[Set task]:
Copy the items from their first line through the line containing "[452,625,489,746]", swapping "necktie" for "tie" and keeping everything else the same. Leave the pictures out of your copy.

☆ ☆ ☆ ☆

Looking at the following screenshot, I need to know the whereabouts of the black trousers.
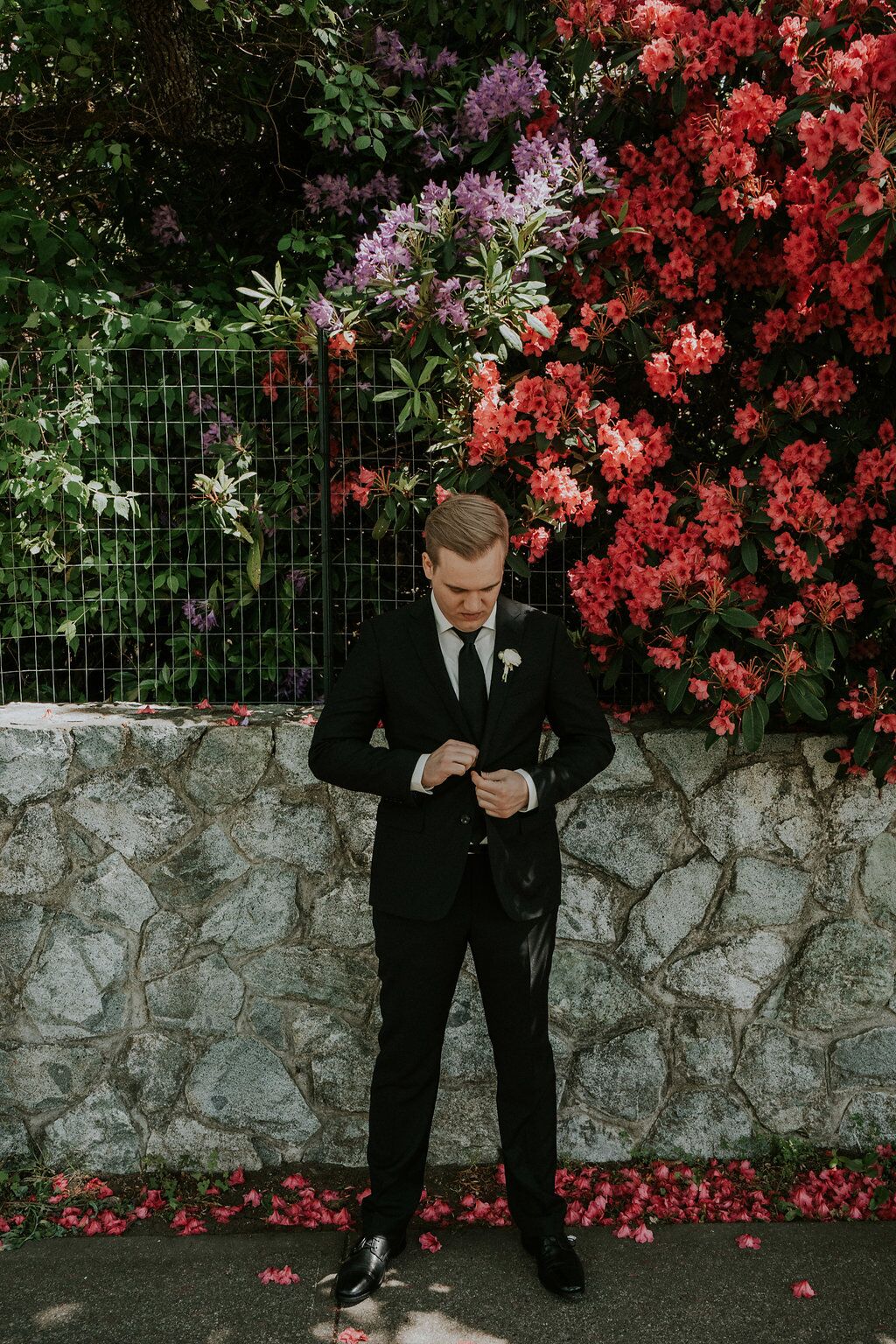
[361,852,565,1236]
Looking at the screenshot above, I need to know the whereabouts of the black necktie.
[452,625,489,845]
[452,625,489,746]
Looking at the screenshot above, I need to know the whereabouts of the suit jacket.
[308,592,615,920]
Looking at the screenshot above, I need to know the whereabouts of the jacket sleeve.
[308,621,421,798]
[529,617,617,807]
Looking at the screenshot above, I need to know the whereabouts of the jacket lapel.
[411,592,525,769]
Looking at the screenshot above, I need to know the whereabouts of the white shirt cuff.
[516,767,539,812]
[411,752,432,793]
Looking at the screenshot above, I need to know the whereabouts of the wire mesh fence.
[0,336,647,707]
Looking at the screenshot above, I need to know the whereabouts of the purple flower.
[186,387,215,416]
[279,667,317,703]
[458,51,548,140]
[149,206,186,248]
[304,298,342,332]
[181,597,218,630]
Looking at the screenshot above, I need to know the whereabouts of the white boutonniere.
[499,649,522,682]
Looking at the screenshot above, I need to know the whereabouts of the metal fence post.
[317,326,333,695]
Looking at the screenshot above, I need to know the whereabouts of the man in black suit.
[308,494,615,1305]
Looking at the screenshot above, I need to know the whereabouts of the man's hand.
[470,770,529,817]
[421,738,480,789]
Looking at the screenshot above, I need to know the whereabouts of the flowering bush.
[274,0,896,785]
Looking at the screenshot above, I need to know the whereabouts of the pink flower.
[790,1278,816,1297]
[258,1264,301,1284]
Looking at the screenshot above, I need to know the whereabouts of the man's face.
[424,542,507,630]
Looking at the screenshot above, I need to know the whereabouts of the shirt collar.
[430,584,499,634]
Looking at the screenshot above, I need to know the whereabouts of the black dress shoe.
[522,1233,584,1297]
[333,1233,407,1306]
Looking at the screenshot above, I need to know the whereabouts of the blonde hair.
[424,494,510,567]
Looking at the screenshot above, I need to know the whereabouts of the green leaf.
[853,719,878,765]
[525,313,550,340]
[718,606,759,630]
[246,540,262,592]
[669,75,688,117]
[731,215,756,256]
[665,668,690,712]
[783,680,828,722]
[389,355,414,388]
[740,697,768,752]
[740,536,759,574]
[846,210,889,261]
[816,626,834,672]
[622,317,650,359]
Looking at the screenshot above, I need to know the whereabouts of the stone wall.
[0,704,896,1172]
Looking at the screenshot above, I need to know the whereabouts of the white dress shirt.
[411,587,539,844]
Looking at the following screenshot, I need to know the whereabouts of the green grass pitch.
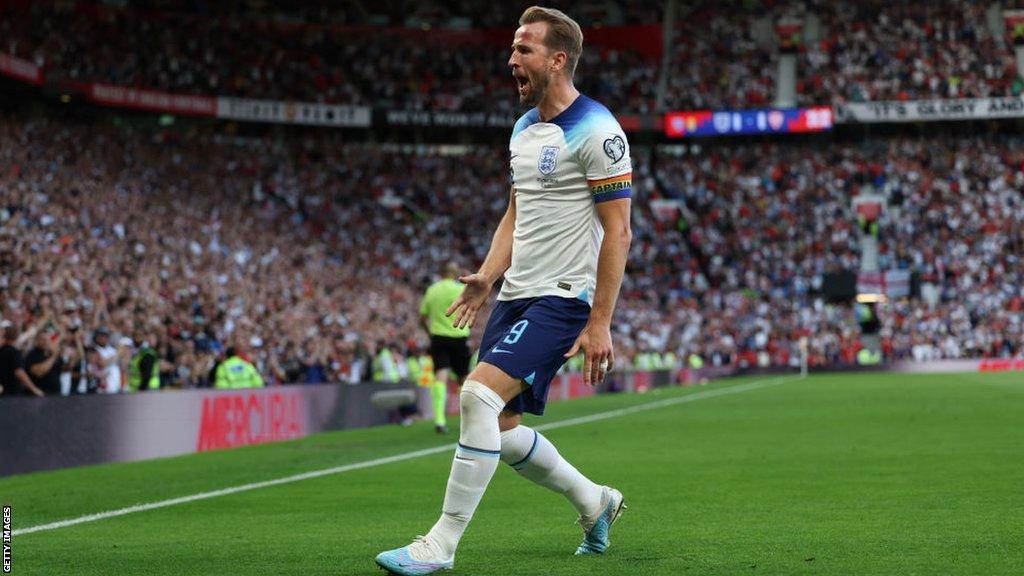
[0,373,1024,576]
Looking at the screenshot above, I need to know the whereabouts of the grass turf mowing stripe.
[12,376,799,536]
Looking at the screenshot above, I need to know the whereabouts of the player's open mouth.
[515,75,529,94]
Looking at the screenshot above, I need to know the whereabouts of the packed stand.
[799,0,1024,104]
[665,2,776,110]
[651,137,1024,366]
[0,119,1024,392]
[0,4,657,115]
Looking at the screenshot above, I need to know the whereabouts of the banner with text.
[217,97,372,128]
[85,84,217,116]
[836,96,1024,124]
[383,110,518,128]
[0,53,43,86]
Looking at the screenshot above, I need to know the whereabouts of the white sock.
[427,380,505,558]
[501,425,603,519]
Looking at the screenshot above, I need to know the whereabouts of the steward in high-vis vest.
[128,342,160,393]
[374,342,401,382]
[214,347,263,388]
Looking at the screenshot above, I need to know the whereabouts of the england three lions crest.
[537,146,558,176]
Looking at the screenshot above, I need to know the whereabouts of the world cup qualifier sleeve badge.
[537,146,558,176]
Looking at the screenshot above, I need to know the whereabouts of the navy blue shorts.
[480,296,590,415]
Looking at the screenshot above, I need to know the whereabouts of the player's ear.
[551,50,568,72]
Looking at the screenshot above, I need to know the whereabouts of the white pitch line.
[11,377,788,536]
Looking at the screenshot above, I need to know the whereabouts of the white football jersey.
[498,94,633,304]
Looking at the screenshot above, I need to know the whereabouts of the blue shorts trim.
[480,296,590,415]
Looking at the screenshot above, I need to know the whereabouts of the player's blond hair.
[519,6,583,78]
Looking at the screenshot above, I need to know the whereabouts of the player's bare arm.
[444,184,515,328]
[565,198,633,385]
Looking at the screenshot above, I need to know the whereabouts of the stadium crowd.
[799,0,1024,104]
[0,3,657,114]
[0,117,1024,392]
[0,0,1024,114]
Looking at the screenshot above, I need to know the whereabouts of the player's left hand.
[565,324,615,386]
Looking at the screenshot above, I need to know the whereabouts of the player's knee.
[498,410,522,431]
[459,380,505,421]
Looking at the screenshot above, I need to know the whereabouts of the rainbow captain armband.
[587,172,633,202]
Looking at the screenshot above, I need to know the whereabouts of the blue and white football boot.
[577,486,626,556]
[377,536,455,576]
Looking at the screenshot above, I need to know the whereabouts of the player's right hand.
[444,274,490,328]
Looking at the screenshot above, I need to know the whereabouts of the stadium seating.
[0,118,1024,385]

☆ ☆ ☆ ☆

[Worked answer]:
Looking at the following screenshot, I need to know the whereabouts of the black trousers.
[361,852,565,1236]
Looking at the screenshot above, I need to know the whereabouts of the black tie.
[452,625,489,845]
[452,625,489,746]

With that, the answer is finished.